[Your objective] Your answer must consist solely of the line containing "microphone in the photo above." and all subsequent lines through the end of the entries, reproduced exactly.
________________________
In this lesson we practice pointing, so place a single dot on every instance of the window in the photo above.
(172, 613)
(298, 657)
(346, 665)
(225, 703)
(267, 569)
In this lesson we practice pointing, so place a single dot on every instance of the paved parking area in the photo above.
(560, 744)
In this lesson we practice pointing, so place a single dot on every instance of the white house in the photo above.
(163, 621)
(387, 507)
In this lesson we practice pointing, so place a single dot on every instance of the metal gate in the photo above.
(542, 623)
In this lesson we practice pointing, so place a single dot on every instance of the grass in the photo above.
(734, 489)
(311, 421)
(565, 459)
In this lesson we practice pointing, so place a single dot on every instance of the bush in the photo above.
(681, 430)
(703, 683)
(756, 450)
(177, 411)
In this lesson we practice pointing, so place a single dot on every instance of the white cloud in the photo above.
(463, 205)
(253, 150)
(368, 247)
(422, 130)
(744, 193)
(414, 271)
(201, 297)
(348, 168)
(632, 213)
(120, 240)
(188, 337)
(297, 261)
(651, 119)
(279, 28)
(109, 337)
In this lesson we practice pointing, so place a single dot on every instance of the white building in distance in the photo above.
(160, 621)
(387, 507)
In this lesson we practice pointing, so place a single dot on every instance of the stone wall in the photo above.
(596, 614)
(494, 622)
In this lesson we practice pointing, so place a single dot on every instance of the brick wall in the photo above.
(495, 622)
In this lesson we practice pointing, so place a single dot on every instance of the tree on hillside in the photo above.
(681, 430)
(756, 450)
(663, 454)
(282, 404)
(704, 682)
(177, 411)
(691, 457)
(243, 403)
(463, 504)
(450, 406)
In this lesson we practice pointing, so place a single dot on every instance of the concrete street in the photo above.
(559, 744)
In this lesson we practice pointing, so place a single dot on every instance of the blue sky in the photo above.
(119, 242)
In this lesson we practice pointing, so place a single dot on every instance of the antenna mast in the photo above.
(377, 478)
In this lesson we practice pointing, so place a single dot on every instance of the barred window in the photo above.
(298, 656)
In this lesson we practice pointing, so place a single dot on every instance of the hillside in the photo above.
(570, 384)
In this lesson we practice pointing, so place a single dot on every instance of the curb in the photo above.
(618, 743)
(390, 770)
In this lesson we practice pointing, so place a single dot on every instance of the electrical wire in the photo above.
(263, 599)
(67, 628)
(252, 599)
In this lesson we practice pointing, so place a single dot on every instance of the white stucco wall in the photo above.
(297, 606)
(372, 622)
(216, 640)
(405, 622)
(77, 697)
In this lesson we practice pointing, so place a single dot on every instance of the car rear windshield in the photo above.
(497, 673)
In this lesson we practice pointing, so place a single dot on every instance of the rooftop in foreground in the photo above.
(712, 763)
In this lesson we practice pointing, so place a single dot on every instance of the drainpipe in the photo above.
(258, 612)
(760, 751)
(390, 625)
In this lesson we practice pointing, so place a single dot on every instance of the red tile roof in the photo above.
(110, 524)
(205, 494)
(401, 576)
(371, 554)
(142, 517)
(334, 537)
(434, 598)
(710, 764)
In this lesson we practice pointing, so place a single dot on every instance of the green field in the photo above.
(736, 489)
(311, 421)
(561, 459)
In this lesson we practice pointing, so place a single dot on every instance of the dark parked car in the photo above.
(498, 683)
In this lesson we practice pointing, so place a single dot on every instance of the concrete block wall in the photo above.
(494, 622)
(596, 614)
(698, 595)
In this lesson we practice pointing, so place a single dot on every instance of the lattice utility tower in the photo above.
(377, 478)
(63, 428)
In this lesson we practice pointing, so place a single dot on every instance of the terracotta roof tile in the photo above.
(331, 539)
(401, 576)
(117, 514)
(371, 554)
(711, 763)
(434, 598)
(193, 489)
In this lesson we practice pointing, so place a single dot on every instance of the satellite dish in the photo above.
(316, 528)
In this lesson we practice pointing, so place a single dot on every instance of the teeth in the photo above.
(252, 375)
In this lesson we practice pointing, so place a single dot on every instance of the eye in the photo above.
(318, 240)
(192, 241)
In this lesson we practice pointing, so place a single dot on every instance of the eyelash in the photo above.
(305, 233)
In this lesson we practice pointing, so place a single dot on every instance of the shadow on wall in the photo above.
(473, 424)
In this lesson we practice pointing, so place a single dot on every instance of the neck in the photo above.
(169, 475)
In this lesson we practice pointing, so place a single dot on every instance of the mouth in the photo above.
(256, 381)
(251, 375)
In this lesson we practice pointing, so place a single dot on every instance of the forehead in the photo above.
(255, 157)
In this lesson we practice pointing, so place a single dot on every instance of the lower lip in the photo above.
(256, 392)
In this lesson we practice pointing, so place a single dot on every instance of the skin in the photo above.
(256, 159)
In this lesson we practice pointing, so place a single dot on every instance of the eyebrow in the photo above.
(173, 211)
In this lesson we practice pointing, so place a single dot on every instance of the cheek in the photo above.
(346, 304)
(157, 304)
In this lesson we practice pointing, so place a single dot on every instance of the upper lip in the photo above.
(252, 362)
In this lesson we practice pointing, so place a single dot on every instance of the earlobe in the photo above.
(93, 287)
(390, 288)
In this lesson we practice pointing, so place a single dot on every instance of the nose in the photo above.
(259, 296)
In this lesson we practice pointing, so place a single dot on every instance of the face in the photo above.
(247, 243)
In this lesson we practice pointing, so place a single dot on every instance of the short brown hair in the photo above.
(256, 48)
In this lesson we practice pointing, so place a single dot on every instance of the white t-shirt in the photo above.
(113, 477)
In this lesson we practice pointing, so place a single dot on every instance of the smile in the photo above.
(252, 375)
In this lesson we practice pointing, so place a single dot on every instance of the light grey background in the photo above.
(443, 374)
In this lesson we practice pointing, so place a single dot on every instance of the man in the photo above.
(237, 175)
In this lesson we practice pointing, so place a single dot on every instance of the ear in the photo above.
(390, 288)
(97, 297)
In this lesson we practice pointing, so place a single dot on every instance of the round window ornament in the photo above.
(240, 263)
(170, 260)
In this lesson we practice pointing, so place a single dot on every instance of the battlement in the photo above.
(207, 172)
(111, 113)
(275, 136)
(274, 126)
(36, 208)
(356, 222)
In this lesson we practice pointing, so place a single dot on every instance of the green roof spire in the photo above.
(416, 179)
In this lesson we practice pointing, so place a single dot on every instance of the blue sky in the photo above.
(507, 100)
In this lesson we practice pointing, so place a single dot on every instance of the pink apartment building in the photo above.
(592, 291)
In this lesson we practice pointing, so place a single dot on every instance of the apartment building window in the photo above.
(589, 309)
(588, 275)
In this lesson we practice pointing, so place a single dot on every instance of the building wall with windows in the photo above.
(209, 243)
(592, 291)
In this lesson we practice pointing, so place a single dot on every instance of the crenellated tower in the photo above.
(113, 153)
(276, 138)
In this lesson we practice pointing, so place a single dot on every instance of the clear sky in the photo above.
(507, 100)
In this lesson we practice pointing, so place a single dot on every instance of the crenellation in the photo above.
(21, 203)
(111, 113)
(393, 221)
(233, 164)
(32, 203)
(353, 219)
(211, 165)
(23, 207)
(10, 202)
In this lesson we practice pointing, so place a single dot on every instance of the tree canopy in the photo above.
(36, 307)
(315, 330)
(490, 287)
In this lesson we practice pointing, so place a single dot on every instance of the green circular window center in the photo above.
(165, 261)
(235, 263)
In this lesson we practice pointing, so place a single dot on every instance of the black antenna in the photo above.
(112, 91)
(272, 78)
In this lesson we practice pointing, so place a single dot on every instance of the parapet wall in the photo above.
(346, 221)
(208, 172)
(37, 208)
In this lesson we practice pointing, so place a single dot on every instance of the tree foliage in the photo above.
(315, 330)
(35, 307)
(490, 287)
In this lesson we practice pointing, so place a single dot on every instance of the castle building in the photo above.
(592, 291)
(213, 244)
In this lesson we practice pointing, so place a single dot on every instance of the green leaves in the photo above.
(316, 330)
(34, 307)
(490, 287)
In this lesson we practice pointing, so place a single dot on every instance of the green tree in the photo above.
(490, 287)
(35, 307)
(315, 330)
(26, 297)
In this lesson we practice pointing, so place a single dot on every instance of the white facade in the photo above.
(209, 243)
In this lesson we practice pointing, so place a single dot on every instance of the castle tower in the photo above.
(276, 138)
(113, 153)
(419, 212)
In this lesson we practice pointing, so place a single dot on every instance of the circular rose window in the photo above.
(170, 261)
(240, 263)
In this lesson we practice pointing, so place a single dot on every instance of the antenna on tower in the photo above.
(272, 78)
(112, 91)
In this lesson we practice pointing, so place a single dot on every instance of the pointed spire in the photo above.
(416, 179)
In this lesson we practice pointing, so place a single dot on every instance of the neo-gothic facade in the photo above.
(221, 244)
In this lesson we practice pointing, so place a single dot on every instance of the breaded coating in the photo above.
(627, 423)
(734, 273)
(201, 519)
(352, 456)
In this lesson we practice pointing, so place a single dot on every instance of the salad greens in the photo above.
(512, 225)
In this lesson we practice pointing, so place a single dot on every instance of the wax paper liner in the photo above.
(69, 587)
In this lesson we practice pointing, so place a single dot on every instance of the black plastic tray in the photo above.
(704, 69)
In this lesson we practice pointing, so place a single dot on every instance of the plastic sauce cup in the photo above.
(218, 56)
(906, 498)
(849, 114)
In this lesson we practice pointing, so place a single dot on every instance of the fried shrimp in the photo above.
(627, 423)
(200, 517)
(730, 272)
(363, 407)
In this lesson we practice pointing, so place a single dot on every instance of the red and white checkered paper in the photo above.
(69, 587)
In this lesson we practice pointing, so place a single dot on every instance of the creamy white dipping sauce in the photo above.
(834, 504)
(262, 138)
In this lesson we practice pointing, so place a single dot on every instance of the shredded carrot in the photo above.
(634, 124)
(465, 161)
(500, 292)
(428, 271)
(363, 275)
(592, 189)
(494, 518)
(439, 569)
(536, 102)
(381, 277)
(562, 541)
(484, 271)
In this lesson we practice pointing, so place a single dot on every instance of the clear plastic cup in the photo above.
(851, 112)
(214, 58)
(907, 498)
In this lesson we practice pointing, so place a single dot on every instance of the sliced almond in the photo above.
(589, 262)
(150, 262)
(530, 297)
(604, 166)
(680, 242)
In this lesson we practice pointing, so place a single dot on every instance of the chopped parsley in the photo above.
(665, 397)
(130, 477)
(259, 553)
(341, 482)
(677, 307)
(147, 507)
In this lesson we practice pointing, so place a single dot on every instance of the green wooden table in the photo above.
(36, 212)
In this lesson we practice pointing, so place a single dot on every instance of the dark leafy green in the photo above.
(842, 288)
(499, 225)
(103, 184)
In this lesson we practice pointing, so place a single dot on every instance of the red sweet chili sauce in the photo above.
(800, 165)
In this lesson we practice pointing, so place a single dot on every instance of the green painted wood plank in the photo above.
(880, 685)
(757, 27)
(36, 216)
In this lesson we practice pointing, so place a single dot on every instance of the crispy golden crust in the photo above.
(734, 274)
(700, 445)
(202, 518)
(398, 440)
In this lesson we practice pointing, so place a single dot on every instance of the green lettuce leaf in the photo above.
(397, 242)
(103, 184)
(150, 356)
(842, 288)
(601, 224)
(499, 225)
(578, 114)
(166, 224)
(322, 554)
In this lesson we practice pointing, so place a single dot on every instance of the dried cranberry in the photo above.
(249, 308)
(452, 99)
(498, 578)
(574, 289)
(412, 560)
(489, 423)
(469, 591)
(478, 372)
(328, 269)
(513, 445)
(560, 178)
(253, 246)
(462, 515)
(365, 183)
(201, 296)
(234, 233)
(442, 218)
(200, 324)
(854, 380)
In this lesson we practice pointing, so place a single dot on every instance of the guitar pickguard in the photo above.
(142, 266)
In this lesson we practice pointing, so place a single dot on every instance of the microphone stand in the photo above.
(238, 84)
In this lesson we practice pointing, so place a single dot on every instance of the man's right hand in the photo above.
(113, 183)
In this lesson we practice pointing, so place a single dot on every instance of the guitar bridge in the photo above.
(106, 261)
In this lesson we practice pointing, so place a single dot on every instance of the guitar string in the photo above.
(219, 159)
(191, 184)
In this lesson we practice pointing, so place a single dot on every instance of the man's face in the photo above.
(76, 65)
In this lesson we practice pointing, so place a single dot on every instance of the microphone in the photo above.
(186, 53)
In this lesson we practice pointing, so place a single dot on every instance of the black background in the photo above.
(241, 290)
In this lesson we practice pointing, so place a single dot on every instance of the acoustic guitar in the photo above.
________________________
[Task output]
In this lesson we practice pointing, so place a single dot on every instance of the microphone in the photo above.
(186, 53)
In this lesson we practice pointing, so place a single dot on every instance of the black background in the photo above.
(241, 290)
In this lesson we practice pointing, so place a single dot on every instance of the acoustic guitar in the photo above.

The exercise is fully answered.